BEGIN Exercise material

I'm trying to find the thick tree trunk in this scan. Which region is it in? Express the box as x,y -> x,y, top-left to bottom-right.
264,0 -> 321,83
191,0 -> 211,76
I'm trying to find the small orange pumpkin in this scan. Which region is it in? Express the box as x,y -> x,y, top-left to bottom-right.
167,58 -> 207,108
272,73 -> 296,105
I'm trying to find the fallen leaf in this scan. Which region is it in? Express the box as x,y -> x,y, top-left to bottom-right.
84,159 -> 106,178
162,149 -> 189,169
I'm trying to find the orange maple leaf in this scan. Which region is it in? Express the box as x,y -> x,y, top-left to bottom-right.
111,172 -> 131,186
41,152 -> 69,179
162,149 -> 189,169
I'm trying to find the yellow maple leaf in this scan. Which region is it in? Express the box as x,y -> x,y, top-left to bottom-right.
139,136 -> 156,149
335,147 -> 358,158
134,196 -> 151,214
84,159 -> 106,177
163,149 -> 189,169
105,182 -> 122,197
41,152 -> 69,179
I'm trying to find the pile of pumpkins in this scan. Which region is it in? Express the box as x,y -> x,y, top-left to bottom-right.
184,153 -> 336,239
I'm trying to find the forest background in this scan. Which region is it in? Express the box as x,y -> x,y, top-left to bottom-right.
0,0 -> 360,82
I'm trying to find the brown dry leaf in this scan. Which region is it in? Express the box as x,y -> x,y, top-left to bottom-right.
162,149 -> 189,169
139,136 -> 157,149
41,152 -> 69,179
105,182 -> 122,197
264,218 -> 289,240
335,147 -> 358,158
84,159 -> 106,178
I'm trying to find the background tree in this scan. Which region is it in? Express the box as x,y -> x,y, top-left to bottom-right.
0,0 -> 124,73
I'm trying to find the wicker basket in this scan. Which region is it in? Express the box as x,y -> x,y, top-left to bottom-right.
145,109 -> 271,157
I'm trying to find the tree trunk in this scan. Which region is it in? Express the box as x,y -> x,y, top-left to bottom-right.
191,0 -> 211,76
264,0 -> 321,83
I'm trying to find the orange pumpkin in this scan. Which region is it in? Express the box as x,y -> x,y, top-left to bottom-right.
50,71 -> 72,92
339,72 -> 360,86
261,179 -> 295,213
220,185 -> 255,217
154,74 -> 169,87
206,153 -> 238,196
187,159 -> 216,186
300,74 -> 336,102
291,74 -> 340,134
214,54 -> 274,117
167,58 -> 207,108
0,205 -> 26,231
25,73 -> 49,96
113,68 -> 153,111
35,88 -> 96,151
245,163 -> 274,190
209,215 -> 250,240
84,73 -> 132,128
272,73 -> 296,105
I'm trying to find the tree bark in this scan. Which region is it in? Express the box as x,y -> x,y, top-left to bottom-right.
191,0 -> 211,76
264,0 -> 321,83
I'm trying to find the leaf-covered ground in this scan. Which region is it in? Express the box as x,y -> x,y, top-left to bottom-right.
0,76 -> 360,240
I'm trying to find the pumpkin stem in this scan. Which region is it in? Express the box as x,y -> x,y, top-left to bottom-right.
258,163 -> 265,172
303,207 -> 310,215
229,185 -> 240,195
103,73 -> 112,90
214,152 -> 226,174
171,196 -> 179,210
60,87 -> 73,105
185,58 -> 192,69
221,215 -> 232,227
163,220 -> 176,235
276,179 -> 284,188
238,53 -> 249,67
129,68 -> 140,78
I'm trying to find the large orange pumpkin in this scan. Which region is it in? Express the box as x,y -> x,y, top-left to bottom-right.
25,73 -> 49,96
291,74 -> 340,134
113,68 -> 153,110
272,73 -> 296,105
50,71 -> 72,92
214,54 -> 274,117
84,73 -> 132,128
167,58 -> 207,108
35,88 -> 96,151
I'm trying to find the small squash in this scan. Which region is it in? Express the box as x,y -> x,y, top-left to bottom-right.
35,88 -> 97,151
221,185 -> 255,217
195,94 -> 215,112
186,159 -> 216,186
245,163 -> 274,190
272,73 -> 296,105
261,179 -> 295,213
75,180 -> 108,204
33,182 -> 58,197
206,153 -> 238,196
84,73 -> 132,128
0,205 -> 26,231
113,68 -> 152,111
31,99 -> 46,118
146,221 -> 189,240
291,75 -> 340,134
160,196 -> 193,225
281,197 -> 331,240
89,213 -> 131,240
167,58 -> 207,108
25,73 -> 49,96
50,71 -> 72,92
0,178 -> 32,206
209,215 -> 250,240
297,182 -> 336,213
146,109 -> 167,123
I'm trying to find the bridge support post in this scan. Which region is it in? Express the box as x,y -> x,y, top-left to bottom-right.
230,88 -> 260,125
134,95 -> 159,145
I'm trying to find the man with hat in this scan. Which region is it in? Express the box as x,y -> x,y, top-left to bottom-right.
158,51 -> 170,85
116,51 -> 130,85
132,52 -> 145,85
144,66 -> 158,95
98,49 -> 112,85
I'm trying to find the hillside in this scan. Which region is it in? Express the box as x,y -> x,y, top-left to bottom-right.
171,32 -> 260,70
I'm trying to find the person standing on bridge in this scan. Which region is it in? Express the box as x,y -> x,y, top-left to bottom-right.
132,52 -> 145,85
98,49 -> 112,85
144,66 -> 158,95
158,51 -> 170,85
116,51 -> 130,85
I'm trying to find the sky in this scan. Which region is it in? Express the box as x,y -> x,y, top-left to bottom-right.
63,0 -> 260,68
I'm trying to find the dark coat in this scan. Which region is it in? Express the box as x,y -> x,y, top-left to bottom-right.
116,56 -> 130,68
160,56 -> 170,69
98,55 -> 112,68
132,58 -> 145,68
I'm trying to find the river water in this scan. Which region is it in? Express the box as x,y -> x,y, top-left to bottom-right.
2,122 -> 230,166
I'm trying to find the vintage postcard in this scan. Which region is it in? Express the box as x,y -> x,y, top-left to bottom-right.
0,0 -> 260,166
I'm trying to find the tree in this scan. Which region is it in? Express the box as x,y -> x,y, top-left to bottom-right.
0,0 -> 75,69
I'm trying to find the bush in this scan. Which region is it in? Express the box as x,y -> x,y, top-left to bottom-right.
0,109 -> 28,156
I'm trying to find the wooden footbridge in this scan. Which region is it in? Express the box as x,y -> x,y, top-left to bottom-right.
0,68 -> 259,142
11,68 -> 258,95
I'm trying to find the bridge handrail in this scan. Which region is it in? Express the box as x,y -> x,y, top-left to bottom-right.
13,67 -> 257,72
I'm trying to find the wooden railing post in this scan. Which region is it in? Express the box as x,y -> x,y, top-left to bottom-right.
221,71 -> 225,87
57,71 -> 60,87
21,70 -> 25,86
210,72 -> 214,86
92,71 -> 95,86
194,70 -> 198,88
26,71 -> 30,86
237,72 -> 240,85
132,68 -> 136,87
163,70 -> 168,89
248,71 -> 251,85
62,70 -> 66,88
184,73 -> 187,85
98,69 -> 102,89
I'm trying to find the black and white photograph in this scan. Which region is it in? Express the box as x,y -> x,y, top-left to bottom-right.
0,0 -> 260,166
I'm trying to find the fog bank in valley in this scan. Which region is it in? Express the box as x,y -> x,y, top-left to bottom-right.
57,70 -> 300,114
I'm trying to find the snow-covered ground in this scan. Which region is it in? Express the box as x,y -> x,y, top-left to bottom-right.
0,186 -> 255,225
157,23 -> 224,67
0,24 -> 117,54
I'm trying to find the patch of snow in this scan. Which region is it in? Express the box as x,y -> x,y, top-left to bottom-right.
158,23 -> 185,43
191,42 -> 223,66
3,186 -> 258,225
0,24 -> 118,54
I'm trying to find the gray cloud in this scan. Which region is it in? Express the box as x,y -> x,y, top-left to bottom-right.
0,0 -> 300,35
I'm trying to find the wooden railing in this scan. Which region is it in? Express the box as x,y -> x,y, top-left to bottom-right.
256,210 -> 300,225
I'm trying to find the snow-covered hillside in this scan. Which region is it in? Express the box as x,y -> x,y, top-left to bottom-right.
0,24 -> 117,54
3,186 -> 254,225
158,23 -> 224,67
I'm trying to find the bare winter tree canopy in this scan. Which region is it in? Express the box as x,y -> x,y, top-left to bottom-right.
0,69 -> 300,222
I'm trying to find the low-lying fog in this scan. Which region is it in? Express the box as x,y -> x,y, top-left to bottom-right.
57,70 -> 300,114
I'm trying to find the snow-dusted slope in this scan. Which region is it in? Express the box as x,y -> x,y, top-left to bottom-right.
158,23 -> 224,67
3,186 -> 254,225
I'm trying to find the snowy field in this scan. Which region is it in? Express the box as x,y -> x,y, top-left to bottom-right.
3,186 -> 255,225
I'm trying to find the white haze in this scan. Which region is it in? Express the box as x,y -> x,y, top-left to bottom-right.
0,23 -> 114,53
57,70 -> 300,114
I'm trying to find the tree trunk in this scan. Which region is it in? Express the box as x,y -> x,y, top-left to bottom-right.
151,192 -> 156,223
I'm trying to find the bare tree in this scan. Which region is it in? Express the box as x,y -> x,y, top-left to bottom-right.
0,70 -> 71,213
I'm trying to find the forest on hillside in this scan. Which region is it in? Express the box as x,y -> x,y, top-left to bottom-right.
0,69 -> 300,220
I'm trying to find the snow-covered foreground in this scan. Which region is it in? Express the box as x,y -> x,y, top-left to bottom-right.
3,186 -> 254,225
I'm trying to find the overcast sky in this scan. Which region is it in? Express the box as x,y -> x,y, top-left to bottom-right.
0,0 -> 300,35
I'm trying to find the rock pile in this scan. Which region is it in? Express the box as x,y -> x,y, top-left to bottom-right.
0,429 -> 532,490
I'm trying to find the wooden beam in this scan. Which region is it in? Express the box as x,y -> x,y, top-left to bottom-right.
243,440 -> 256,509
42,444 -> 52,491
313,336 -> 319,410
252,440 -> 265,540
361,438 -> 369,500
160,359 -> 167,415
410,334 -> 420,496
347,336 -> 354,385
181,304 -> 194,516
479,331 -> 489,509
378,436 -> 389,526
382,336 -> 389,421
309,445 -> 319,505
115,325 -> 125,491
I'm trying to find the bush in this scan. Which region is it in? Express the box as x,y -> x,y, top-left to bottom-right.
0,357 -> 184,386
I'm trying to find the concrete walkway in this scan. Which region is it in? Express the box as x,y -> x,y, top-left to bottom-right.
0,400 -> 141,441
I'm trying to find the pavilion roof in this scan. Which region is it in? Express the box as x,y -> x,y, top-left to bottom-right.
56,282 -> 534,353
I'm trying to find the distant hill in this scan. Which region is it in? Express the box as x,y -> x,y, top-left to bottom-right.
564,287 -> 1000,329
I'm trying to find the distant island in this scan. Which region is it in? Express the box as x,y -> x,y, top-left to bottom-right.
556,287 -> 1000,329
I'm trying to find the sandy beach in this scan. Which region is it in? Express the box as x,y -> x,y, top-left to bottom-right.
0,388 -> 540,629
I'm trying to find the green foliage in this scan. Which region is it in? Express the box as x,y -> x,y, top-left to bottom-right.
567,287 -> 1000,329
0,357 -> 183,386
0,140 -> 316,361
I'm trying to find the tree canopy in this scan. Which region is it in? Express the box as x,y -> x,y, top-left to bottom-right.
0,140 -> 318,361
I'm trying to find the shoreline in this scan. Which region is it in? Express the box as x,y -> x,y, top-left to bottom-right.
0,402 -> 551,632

END Exercise material

§ Request
Rewrite the items as a numbered list, starting at the line containing "I'm trying to find the small squash" and ending at the line containing "2,122 -> 230,166", with both of those lines included. Omit any blank lines.

§ Correct answer
1. I'm trying to find the small squash in this scan. Which region is it in? Express the box as x,y -> x,y, top-left to bottom-right.
2. 35,88 -> 97,151
3. 221,185 -> 255,217
4. 195,94 -> 215,112
5. 186,159 -> 216,186
6. 245,163 -> 274,190
7. 272,73 -> 296,105
8. 261,179 -> 295,213
9. 75,180 -> 108,204
10. 33,182 -> 58,197
11. 206,153 -> 238,196
12. 84,73 -> 132,128
13. 0,205 -> 26,231
14. 113,68 -> 152,111
15. 31,99 -> 46,118
16. 146,221 -> 189,240
17. 291,75 -> 340,134
18. 160,196 -> 193,225
19. 281,197 -> 331,240
20. 89,213 -> 131,240
21. 167,58 -> 207,108
22. 25,73 -> 49,96
23. 50,71 -> 72,92
24. 0,178 -> 32,206
25. 209,215 -> 250,240
26. 297,182 -> 336,213
27. 146,109 -> 167,123
28. I'm trying to find the bridge support post in this scan. Which region is it in? Express the box as x,y -> x,y, top-left to bottom-right.
29. 230,88 -> 260,125
30. 134,95 -> 159,145
31. I'm trying to find the man with hat in this scan. Which region is it in? Express the box as x,y -> x,y, top-left to bottom-right.
32. 158,51 -> 170,85
33. 116,51 -> 130,85
34. 132,52 -> 145,85
35. 144,66 -> 158,95
36. 98,49 -> 112,85
37. I'm trying to find the hillside in this scan. Which region is it in? Express the box as x,y -> x,y, top-left to bottom-right.
38. 171,32 -> 260,70
39. I'm trying to find the person standing on bridge in this scan. Which region is it in? Express the box as x,y -> x,y, top-left to bottom-right.
40. 132,52 -> 145,85
41. 98,49 -> 112,85
42. 144,66 -> 158,95
43. 158,51 -> 170,85
44. 116,51 -> 130,85
45. I'm trying to find the sky in this scan. Which region is it in? Express the box as x,y -> x,y, top-left to bottom-right.
46. 63,0 -> 260,68
47. I'm trying to find the dark coat in this scan. Which region is it in? Express the box as x,y -> x,y, top-left to bottom-right.
48. 116,56 -> 130,68
49. 160,56 -> 170,69
50. 98,55 -> 112,68
51. 132,58 -> 145,68
52. I'm trying to find the river water in this scan. Which region is it in? Express the box as x,y -> x,y, top-left to bottom-right.
53. 2,122 -> 230,166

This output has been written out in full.